Rewrite the stretch of the data below from the line containing "on the wooden" through the end, shifting every answer coordinate by adding 85 to each x and y value and keeping all other lines unchanged.

• [SUPPLIED MATERIAL]
::::::::

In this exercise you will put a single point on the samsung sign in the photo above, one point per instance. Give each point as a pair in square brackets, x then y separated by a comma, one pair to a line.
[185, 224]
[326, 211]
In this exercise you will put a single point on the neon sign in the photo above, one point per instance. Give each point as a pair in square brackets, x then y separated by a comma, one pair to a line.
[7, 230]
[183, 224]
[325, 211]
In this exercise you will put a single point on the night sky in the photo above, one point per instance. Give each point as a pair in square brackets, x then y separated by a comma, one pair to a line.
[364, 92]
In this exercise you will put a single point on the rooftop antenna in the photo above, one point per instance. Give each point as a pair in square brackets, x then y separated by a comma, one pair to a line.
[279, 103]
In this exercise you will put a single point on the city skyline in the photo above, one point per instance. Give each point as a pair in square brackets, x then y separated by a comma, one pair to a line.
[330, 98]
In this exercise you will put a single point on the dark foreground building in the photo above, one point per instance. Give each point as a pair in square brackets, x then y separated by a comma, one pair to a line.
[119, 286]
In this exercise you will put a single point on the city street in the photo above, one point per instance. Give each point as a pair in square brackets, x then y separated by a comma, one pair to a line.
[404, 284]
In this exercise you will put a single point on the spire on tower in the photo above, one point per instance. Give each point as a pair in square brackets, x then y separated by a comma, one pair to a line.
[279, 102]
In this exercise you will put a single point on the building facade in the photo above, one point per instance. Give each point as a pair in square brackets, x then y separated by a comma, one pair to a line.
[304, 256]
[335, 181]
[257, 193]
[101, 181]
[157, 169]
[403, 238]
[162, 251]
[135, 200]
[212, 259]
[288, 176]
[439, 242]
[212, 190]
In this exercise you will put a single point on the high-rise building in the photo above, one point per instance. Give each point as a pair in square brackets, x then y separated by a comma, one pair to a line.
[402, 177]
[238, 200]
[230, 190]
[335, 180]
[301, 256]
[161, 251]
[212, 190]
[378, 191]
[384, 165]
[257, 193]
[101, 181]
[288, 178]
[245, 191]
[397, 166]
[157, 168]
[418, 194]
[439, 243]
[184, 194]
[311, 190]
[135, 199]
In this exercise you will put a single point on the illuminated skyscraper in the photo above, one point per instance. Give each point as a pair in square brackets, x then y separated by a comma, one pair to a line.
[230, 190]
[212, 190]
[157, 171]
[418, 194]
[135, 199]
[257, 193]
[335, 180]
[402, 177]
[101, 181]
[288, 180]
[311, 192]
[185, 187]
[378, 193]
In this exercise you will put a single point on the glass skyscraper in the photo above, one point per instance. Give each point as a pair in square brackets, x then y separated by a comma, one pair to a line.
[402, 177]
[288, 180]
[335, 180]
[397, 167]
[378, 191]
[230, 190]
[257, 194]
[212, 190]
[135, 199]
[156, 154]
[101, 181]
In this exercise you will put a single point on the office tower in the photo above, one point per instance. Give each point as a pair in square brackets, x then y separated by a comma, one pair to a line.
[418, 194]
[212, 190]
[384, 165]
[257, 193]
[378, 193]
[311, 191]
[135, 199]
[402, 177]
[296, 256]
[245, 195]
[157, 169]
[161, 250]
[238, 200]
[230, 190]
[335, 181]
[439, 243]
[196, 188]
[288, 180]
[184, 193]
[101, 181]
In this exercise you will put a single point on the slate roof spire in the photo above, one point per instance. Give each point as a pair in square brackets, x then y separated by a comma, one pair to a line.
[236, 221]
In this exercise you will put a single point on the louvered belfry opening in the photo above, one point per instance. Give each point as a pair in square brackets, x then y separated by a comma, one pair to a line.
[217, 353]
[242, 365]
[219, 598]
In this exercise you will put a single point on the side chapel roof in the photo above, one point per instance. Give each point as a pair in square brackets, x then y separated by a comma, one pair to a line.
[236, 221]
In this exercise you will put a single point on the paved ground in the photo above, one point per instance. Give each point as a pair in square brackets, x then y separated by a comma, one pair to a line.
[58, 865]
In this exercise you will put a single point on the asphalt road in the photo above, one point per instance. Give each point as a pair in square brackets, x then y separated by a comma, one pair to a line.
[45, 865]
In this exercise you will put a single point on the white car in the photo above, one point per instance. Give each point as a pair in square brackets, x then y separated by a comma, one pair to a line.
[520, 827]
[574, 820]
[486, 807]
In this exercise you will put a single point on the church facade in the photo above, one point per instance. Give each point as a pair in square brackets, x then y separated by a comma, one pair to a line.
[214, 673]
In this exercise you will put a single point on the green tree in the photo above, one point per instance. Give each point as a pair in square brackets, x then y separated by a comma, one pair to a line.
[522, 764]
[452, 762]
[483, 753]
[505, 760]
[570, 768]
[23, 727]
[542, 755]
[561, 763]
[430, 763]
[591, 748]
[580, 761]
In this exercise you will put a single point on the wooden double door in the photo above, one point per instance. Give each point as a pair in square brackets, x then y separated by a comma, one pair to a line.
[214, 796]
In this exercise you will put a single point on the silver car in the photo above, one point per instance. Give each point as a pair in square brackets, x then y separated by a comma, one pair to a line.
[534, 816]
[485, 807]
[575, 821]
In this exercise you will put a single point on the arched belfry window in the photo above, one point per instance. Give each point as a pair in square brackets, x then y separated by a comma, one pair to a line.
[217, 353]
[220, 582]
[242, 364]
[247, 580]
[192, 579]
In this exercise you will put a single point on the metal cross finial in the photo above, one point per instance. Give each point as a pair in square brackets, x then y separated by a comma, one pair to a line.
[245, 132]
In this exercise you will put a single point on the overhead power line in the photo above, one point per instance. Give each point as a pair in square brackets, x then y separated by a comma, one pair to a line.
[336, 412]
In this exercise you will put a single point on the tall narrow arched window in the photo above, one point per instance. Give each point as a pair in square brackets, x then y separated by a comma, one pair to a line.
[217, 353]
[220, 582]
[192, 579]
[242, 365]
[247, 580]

::::::::

• [RESULT]
In this exercise you will put a single point on the wooden double door in the photo above, one point per instance. Give each point as a pair in square brackets, x then y separated by a comma, one pair to a line.
[299, 881]
In this exercise you will put a single point on the silver car in the photo above, one point per instance. Give each point as a pair in square brackets, x then y separated by a comma, one pair to a line.
[619, 901]
[570, 892]
[660, 906]
In this exercise you will put a single point on the arched belfry window in the photo above, one point per instance. Give each point as a pair in square brackets, x then y separated by a comma, one pair to a line.
[302, 438]
[305, 667]
[327, 449]
[332, 665]
[277, 664]
In this exercise you will put a single point on the metal cross finial in the photo above, one point per instance. Give each point as a pair in square brackets, x then y separated by a comma, one pair to a line.
[330, 217]
In this exercise you will put a single point on the overhead power line in the photo above, one point per instance. Give each point as a pair in square brackets, x then y separated by a comma, one pair to a line.
[421, 497]
In this exercise you will put a single point on the tall narrow arched window in the photo above, one point per instance. Give each point as a pair in square brackets, x then y separated by a comma, one pair to a line.
[302, 438]
[305, 667]
[277, 664]
[327, 450]
[332, 665]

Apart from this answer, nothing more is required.